:: ASSIGNED TASK ::
The required result is an exact copy of the material from the line with "In this photo, point at the pine" through its final line, both ends included.

:: LISTED ENTRIES ::
___

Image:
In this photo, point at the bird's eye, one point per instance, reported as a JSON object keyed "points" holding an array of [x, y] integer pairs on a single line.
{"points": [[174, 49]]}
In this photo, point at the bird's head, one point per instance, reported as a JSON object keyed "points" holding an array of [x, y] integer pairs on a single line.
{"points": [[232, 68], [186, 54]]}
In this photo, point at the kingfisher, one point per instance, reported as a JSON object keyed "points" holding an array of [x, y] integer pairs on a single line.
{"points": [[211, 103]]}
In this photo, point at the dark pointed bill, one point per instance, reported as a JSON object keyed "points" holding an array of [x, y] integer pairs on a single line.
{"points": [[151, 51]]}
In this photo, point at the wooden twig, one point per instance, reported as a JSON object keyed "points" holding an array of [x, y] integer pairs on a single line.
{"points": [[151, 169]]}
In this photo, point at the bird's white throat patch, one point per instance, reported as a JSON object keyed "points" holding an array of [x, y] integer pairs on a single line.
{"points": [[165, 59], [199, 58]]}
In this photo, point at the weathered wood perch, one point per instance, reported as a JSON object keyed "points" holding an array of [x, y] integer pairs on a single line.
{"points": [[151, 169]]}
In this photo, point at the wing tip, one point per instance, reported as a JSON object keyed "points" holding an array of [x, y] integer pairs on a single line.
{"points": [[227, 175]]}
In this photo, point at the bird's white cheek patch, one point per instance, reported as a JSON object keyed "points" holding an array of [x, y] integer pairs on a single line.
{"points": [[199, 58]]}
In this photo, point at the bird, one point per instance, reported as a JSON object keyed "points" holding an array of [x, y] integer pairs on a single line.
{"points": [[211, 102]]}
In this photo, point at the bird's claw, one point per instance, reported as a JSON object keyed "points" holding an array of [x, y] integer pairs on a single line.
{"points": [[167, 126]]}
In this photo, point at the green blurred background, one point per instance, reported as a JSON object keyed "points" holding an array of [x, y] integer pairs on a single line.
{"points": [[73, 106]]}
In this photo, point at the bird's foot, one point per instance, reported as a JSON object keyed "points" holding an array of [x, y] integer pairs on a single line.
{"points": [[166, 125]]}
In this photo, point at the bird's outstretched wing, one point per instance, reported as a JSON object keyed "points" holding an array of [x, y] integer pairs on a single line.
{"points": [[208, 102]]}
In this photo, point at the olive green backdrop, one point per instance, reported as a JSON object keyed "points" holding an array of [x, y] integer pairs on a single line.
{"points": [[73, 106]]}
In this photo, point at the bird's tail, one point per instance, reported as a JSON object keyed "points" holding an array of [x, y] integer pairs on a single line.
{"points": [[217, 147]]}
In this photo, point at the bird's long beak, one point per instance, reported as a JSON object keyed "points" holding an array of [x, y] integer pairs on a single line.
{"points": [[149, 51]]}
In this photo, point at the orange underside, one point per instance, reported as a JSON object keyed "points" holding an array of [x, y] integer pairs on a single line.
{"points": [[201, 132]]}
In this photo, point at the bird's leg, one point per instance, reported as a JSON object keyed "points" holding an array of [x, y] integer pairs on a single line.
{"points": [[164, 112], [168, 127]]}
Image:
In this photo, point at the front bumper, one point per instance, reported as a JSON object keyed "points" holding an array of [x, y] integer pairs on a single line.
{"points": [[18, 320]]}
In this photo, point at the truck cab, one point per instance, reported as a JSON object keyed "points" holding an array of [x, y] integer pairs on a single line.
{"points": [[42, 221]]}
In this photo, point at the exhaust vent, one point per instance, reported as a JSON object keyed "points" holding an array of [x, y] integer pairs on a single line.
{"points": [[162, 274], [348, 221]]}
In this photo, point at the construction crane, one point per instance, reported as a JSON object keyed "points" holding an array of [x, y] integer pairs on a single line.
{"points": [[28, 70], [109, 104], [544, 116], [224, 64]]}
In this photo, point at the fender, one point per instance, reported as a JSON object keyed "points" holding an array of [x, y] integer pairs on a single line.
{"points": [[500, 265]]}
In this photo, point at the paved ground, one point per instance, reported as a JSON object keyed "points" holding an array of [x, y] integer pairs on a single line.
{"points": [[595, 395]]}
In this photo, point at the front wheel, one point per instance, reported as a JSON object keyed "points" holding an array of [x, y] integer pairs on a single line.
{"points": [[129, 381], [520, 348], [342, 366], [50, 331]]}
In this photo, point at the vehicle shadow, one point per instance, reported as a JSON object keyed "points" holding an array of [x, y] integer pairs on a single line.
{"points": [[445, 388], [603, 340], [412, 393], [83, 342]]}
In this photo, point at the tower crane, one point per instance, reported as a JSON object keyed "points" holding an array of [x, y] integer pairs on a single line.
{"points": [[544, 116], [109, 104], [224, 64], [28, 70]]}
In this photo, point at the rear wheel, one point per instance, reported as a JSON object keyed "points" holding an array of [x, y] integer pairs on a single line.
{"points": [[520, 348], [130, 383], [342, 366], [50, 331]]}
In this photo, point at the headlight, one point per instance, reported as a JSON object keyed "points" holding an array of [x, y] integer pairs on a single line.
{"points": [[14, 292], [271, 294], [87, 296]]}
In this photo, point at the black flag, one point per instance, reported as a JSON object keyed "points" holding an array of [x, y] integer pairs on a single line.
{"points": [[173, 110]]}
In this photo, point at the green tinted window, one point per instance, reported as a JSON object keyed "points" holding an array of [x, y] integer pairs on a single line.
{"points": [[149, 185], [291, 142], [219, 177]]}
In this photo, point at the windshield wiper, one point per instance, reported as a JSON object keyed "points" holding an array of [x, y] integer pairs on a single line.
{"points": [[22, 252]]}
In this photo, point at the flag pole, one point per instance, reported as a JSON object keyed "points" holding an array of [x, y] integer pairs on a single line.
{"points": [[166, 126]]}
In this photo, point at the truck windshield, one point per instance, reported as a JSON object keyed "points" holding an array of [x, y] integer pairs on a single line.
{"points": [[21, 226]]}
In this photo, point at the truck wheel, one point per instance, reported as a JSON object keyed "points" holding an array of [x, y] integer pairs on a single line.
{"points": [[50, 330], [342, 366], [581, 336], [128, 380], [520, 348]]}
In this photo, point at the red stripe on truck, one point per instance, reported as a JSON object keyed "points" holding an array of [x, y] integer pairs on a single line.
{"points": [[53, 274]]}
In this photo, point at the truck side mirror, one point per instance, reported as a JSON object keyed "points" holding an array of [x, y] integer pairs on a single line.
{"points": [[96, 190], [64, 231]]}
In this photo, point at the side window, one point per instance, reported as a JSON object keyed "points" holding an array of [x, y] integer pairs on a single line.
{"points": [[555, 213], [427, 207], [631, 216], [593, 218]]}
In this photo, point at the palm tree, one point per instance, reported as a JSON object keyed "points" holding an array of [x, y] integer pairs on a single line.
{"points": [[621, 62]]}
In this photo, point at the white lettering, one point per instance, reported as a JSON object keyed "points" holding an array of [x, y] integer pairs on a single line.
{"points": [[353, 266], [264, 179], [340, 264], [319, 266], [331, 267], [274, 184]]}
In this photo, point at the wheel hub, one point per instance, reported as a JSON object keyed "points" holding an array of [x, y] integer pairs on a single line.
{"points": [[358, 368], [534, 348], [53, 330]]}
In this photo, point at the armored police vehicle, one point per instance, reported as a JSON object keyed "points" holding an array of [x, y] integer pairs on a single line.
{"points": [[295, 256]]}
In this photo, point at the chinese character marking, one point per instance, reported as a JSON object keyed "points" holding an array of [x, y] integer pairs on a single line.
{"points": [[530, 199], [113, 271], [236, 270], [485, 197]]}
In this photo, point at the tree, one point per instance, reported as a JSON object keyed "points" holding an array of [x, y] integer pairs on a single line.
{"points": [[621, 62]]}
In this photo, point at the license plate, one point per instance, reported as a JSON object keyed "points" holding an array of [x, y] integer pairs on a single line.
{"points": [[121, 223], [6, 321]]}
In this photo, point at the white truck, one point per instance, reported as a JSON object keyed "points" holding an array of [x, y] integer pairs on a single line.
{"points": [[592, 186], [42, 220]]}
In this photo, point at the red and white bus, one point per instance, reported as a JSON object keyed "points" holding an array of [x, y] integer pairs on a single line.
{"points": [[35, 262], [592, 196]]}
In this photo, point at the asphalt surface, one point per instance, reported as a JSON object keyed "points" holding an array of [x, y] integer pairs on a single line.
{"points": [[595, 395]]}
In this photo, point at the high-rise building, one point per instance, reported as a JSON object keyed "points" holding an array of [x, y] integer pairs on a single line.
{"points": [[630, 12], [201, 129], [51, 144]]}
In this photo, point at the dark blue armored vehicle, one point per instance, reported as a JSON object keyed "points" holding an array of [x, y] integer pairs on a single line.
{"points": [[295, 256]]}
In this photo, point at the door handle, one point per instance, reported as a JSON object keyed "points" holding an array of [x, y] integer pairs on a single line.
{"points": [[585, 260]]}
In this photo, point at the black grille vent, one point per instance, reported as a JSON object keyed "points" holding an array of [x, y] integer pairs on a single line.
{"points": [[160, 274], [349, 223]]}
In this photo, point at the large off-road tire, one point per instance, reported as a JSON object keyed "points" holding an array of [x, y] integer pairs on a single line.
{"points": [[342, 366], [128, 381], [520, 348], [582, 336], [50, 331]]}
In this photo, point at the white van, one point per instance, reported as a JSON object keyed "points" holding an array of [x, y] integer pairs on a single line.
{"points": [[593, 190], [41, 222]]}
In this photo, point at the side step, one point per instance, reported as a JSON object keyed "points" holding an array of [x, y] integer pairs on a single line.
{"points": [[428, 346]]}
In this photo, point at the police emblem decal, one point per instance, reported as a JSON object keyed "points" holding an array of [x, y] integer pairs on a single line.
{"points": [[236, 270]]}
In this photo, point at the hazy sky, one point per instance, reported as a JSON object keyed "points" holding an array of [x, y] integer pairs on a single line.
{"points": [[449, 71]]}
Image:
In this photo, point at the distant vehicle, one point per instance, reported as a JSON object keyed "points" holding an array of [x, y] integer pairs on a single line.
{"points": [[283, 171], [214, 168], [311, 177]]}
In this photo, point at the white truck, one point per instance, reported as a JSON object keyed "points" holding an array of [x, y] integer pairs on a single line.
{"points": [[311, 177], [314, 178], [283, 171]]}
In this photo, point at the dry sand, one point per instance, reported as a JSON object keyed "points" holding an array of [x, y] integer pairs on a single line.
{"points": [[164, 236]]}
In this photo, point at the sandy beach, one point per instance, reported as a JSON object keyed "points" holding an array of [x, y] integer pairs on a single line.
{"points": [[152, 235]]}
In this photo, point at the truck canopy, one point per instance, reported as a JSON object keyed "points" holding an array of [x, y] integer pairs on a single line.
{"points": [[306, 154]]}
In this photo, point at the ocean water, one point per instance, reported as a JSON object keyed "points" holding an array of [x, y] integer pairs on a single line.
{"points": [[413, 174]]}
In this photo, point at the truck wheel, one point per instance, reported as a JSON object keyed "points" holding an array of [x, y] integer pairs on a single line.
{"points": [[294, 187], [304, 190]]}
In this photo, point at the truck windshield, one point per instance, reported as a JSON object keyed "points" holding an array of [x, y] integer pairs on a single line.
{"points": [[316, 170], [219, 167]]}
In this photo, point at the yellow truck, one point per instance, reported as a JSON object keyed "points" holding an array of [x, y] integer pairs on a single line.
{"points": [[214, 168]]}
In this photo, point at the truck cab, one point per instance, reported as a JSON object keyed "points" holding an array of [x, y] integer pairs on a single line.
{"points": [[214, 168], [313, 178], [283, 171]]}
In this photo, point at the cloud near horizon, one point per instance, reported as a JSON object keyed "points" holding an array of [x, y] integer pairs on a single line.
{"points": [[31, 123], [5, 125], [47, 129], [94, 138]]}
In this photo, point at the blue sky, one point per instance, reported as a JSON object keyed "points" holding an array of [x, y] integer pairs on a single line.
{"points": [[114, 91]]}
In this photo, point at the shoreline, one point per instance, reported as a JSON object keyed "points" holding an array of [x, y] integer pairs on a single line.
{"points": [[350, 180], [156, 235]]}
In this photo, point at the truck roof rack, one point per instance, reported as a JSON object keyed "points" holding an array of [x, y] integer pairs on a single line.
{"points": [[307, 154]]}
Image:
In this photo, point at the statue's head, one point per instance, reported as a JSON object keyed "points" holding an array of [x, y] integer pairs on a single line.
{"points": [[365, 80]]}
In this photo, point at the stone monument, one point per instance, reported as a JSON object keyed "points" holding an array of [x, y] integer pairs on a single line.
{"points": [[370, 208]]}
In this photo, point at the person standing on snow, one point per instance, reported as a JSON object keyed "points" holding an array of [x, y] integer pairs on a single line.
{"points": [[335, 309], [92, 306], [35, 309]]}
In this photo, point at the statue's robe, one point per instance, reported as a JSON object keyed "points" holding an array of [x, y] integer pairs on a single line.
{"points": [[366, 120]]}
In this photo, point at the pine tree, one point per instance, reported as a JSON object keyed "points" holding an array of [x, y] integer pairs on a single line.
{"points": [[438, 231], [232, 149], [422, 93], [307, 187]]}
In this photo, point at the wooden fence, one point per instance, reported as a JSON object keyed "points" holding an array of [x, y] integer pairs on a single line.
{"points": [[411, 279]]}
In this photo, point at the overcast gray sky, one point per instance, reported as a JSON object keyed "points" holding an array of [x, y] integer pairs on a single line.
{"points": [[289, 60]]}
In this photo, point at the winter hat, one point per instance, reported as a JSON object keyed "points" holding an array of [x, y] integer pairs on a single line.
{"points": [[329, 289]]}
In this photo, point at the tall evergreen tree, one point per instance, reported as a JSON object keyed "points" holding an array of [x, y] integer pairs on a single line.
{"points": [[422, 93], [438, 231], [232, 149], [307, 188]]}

___

:: SOLVED EXERCISE ::
In this photo, point at the pine tree, one point per instance, reported as a JSON object keyed "points" holding an array of [x, y] integer pairs on a single line.
{"points": [[438, 231], [232, 149], [422, 93], [307, 187]]}
In this photo, point at the wooden fence, one point per instance, reported as a JSON object keyed "points" holding an array of [x, y] integer pairs on a single line.
{"points": [[411, 279]]}
In this photo, point at the overcast gray sky, one point per instance, reported as a JSON object keyed "points" holding an array of [x, y] integer pairs on a single line.
{"points": [[289, 60]]}
In this photo, point at the winter hat, one point per instance, reported as a JSON object keyed "points" holding an array of [x, y] integer pairs on a single line.
{"points": [[329, 289]]}
In this photo, point at the tall evergreen tree, one point per instance, reported as a JSON object keyed "points" holding an array of [x, y] integer pairs on a single line.
{"points": [[422, 93], [438, 231], [232, 149], [307, 188]]}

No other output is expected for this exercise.